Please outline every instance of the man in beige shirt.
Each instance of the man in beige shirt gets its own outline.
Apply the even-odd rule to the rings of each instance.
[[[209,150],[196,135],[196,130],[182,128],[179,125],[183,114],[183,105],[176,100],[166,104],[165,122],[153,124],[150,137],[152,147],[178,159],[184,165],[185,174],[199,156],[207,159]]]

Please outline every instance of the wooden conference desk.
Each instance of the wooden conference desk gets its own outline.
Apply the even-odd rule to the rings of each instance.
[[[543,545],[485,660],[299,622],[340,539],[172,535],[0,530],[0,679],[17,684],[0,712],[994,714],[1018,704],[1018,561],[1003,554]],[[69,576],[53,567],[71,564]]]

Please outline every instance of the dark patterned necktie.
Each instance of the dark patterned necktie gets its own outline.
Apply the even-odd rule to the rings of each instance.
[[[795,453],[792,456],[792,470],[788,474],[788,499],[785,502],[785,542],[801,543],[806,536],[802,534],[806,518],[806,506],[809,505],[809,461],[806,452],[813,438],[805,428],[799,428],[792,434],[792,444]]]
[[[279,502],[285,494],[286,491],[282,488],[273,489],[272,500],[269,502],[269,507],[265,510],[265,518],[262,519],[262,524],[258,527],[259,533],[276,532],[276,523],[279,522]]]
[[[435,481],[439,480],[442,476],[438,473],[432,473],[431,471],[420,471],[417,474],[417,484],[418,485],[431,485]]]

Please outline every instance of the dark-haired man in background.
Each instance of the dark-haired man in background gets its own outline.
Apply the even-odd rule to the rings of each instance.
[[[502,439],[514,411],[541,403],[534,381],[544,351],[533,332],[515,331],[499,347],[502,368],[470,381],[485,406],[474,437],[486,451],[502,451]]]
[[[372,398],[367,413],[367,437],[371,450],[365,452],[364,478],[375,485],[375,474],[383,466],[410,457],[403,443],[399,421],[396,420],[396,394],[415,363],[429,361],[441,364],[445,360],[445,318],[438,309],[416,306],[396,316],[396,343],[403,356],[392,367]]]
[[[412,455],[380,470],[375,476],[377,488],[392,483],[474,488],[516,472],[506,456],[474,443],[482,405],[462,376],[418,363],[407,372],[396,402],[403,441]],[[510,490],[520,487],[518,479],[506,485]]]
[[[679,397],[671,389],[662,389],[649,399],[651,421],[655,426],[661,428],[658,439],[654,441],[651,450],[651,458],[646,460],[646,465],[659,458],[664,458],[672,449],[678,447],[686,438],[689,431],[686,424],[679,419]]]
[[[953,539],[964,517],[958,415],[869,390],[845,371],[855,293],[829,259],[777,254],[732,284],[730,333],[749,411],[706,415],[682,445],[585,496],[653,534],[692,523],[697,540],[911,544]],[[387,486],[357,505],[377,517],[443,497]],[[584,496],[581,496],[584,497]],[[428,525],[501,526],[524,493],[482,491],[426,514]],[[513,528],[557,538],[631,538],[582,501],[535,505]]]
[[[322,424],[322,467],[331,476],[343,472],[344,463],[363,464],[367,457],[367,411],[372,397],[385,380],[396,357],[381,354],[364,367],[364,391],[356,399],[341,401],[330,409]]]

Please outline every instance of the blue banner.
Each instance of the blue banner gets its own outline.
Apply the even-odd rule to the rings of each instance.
#####
**Request**. Put the stretch of the material from the line containing "Please outline every instance of the dark-haired" through the last line into a numbered list, leaving out any blank lines.

**The completed task**.
1. Please outline every instance of the dark-haired man in background.
2. Each instance of the dark-haired man in background gets its own outline.
3. Apply the even-odd rule to the rings of each instance.
4. [[[502,439],[514,411],[541,403],[534,381],[544,351],[533,332],[515,331],[499,347],[502,368],[470,381],[485,406],[474,437],[486,451],[502,451]]]
5. [[[372,398],[367,413],[367,437],[371,450],[365,452],[364,478],[375,485],[375,474],[383,466],[410,457],[403,443],[399,421],[396,420],[396,394],[415,363],[429,361],[441,364],[445,360],[445,318],[438,309],[416,306],[396,316],[396,343],[403,356],[392,367]]]
6. [[[412,455],[380,470],[375,476],[377,488],[392,483],[474,488],[516,472],[506,456],[474,443],[482,405],[462,376],[418,363],[407,372],[396,402],[403,441]],[[510,490],[520,487],[518,479],[506,485]]]
7. [[[679,397],[671,389],[662,389],[649,399],[651,421],[655,426],[661,428],[658,439],[654,441],[651,450],[651,458],[646,460],[646,465],[659,458],[664,458],[672,449],[678,447],[686,438],[689,431],[686,424],[679,419]]]
8. [[[953,539],[964,517],[958,415],[869,390],[845,371],[855,293],[829,259],[777,254],[732,284],[730,333],[749,411],[706,415],[682,445],[585,496],[653,534],[692,523],[697,540],[911,544]],[[387,486],[357,505],[377,517],[443,497]],[[584,496],[581,496],[584,497]],[[428,525],[501,526],[524,493],[482,491],[426,514]],[[513,528],[557,538],[631,538],[582,501],[535,505]]]
9. [[[322,424],[322,467],[331,476],[343,472],[344,463],[363,464],[367,457],[367,411],[372,397],[385,380],[396,357],[381,354],[364,367],[364,391],[356,399],[341,401],[330,409]]]
10. Please outline every instance of the blue banner.
11. Each instance of the blue banner gets its own outline.
12. Apply the even-odd rule to the rings of each instance.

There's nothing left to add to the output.